WRITTEN INSTRUCTION A:
Translate this sentence from the text on dividing a data set into Spanish: "I’m going to divide the data set into two groups where the size of the training set is twice the size of the validation set."
WRITTEN INSTRUCTION B:
According to the text on dividing a data set, how many observations does the data set contain?

══ TEXT

Dividing a Data Set into Training and Validation Samples
Adam Ozimek had an interesting post April 15th on the Modeled Behavior blog at Forbes.com. He observed that one of the advantages of big data is how easy it is to get test data to validate a model that you built from sample data.
Ozimek notes that he is “for the most part a p-value checking, residual examining, data modeling culture economist,” but he’s correct to observe that if you can test your model on real data, then you should.
What I’ll describe is certainly not the only way to divide data in Minitab Statistical Software. Still, I think it’s pretty good if I do say so myself. Want to follow along? I’ll use steps that go with the Educational Placement data set for Minitab 17. To follow along in Minitab 16, use the Education.MTW data set, but change the column titles as appropriate. (Here's how to find the sample data set folder in Minitab 16 if its existence is new to you.)
Different professionals will have need to divide the data into different numbers of groups and in different proportions. The goal is usually to use part of the data to develop a model and part of the data to test the prediction quality of the model. The basic operations in Minitab will be similar whether you're dividing the data into two samples for training and validation or into 3 samples for fitting, validation, and testing. The steps will also be pretty similar whether you want equally sized groups, or to use only 10% of your data for validation.
I’m going to divide the data set into two groups where the size of the training set is twice the size of the validation set.
First, I’m going to set up a column to randomly assign the 180 observations in the data set to the two different samples. The size of this dataset does not require so many steps, but the steps can save you some effort if you have such a large data set that keeping track of the numbers requires thought.

════
══ LISTED RECORDS

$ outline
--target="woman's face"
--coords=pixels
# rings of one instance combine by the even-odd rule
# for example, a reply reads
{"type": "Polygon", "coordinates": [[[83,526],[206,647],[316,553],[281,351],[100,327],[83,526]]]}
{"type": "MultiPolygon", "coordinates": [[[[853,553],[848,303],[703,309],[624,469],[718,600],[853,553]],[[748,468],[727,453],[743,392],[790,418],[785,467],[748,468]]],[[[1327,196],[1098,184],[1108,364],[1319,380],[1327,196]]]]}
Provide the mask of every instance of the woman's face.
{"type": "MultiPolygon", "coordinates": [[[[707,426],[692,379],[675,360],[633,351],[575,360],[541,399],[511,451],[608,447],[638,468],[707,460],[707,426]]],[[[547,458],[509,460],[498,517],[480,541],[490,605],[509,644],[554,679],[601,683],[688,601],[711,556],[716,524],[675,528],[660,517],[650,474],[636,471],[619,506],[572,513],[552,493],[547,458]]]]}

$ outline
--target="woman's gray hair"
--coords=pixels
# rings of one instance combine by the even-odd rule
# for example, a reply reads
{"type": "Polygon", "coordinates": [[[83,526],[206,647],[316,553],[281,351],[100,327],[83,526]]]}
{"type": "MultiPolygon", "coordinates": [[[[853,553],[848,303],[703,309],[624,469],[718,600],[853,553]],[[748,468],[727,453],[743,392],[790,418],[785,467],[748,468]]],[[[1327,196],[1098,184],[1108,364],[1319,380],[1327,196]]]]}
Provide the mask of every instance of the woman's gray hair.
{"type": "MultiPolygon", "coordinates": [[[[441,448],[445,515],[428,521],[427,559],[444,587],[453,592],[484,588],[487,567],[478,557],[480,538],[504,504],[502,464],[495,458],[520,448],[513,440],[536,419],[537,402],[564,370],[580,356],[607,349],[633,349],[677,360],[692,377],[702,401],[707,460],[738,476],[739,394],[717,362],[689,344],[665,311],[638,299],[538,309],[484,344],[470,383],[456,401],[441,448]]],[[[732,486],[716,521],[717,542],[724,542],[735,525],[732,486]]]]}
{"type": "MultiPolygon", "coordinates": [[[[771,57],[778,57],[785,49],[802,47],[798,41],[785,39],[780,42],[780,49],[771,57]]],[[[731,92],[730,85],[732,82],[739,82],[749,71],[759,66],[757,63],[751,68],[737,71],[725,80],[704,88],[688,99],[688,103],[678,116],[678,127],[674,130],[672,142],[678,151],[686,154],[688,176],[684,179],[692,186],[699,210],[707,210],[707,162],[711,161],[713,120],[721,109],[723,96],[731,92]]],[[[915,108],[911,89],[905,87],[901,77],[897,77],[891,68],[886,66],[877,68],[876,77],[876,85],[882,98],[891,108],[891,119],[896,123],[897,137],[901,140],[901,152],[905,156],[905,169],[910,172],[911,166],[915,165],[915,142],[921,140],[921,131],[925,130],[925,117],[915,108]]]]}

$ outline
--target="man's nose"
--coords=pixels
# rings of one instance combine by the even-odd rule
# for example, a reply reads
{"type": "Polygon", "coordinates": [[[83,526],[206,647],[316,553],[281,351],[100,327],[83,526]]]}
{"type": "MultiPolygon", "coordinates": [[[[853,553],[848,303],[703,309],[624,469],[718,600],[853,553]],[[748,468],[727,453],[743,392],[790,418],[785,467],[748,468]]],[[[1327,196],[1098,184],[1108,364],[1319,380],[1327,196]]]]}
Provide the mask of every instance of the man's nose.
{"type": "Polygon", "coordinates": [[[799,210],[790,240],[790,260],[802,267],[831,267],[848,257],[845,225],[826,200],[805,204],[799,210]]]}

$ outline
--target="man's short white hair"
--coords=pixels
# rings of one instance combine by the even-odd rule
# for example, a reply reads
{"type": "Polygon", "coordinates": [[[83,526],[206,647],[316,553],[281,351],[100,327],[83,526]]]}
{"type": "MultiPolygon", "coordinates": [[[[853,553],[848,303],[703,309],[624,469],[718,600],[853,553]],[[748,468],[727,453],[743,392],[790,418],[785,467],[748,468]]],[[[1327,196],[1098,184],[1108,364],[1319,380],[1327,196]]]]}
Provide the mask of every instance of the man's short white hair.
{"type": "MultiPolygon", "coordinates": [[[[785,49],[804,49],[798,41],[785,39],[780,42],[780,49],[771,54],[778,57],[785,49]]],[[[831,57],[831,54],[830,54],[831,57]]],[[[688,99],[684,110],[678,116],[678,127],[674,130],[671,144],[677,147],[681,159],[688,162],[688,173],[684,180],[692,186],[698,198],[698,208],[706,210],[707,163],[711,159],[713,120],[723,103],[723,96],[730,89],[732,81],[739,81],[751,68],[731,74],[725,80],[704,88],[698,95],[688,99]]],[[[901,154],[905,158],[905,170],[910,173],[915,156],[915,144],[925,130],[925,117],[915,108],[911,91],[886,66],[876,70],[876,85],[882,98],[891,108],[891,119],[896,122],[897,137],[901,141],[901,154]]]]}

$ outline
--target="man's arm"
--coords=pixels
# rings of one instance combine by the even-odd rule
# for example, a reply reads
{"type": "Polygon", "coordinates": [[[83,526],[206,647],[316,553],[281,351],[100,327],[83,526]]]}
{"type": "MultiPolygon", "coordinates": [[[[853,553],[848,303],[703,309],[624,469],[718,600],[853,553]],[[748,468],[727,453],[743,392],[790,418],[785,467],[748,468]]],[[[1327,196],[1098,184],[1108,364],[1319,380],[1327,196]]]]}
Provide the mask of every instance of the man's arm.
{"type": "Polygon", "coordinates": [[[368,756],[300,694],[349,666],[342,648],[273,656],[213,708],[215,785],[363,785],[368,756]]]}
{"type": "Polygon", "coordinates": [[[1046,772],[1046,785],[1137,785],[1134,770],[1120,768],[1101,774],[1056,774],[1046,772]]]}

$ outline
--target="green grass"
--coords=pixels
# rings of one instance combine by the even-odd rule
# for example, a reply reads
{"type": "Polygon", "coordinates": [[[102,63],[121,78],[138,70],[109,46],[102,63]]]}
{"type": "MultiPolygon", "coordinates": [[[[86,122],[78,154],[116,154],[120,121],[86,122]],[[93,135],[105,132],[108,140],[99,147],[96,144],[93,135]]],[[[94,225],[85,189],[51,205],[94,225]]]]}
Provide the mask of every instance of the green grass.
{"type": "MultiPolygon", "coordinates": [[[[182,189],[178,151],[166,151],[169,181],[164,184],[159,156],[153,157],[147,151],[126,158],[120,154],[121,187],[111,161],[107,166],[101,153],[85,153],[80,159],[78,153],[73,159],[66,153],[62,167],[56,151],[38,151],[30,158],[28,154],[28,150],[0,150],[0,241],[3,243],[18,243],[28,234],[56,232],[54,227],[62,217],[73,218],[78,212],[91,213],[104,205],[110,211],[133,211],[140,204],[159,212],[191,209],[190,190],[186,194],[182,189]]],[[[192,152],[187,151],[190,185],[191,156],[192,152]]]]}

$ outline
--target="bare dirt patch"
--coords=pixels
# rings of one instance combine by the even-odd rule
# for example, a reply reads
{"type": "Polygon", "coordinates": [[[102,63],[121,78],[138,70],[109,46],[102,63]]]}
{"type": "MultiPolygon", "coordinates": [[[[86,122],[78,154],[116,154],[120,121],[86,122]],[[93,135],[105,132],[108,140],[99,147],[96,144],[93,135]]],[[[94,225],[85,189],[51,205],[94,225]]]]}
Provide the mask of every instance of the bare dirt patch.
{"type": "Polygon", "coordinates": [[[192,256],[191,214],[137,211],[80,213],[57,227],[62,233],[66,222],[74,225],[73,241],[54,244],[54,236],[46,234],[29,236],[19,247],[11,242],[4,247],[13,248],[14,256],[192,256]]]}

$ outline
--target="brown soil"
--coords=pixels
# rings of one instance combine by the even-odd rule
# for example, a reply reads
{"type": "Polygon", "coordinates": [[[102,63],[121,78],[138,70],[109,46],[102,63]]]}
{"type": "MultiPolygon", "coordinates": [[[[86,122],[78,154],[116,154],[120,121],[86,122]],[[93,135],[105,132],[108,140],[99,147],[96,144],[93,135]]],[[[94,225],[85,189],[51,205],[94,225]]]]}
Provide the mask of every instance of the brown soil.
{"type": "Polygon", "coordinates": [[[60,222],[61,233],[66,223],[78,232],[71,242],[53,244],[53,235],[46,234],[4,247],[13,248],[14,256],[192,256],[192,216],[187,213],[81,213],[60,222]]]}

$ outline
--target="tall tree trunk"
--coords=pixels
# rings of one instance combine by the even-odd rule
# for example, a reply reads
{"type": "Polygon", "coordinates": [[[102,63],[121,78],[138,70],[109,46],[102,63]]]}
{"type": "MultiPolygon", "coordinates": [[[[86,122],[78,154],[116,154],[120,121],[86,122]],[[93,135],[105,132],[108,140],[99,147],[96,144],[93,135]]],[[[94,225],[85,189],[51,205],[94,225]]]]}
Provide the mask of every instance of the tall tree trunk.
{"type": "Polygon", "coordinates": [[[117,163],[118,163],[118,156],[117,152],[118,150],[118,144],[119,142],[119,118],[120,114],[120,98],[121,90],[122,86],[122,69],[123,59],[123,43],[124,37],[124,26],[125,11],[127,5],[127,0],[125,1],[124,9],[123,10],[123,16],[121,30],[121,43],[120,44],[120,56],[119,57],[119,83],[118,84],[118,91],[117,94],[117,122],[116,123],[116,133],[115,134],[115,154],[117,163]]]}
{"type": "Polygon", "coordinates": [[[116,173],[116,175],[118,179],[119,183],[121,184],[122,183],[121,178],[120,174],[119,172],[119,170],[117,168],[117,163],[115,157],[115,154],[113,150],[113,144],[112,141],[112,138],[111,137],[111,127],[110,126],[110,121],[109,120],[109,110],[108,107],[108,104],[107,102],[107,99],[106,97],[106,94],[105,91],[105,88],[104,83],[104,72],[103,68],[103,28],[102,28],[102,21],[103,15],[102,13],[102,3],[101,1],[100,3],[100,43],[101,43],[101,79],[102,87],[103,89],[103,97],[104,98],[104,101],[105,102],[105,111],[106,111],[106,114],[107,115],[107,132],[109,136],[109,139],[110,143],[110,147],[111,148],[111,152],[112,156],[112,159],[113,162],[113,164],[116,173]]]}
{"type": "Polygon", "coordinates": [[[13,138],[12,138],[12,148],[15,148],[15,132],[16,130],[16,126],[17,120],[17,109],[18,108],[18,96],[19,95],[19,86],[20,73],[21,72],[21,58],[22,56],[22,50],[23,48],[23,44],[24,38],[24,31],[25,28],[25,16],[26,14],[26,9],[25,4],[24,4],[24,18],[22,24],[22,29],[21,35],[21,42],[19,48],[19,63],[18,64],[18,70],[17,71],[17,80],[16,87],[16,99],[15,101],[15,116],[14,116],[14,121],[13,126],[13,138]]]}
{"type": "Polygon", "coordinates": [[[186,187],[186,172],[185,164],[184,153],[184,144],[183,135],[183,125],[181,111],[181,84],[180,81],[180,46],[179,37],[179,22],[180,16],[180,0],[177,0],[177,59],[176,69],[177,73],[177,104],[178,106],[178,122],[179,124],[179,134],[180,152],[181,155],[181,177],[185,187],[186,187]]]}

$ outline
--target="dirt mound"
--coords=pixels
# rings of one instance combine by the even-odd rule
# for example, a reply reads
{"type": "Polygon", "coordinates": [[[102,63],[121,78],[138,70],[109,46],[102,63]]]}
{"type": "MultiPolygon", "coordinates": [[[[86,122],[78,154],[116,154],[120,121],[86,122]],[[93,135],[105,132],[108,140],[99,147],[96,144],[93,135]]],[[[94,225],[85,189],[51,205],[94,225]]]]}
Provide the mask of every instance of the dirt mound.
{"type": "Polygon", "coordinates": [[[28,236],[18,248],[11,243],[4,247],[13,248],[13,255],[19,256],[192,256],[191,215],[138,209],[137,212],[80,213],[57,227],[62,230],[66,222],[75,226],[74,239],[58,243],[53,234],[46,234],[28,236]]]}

════

RESPONSE A:
Voy a dividir el conjunto de datos en dos grupos en los que el tamaño del conjunto de entrenamiento es el doble del tamaño del conjunto de validación.

RESPONSE B:
180 observations.